- _TESTO DELLA PAGINA_:
------------------------------------------------------------
Dopo una lunga meditazione Fineo l'indovino,
rivelò agli eroi che il momento era giunto,
la notte era propizia e gli dei attendevano la cerimonia.
I più giovani tra gli Argonauti
si apprestavano a compiere il passo
che avrebbe permesso loro di essere chiamati EROI. 
Gemelli, Guerrieri, Navigatori, Nobili e Oracoli,
dopo aver purificato la propria anima con un sacrificio,
sotto la guida del saggio DonPa e della dea Era,
si recarono nel luogo sacro per il "passaggio".
Era parlò loro così:
"Io vi nominerò veri Eroi, esempio per gli uomini
che vi guarderanno nell'Olimpo:
ma voi, Argonauti, qui davanti ai compagni,
prendendo gli dei a testimoni della promessa
che state facendo,
giurate
di fare tutto il possibile
per essere custodi della Legge dall'animo puro".
I promessandi accettarono e ben presto
divennero degni di essere chiamati eroi
(avendo accesso a tutti i segreti che prima non avevano diritto di conoscere ;)).

giovedì 14 luglio 2011

Giorno Dodicesimo

Le Argonautiche
 di Apollonio Bodyo
In che modo fecero ritorno,
gli eroi che si recavano, verso la Tesseglia?
Di questo adesso deve narrare il mio canto.
------------------------------------------------------------
- _MATERIALE FORNITO_:
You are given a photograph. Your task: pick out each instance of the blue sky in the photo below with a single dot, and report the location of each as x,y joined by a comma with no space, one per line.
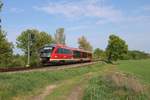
------------------------------------------------------------
- _OBIETTIVI_:
A - Nel racconto degli Argonauti, chi rivelò agli eroi che il momento era giunto?
B - Modifica il racconto degli Argonauti nel tratto da "Dopo una lunga" fino a "di essere chiamati EROI.", mettendo "sera" al posto di "notte".

- _SOLUZIONI DEGLI ESERCIZI_:
A - Fineo l'indovino.

B -
Dopo una lunga meditazione Fineo l'indovino,
rivelò agli eroi che il momento era giunto,
la sera era propizia e gli dei attendevano la cerimonia.
I più giovani tra gli Argonauti
si apprestavano a compiere il passo
che avrebbe permesso loro di essere chiamati EROI.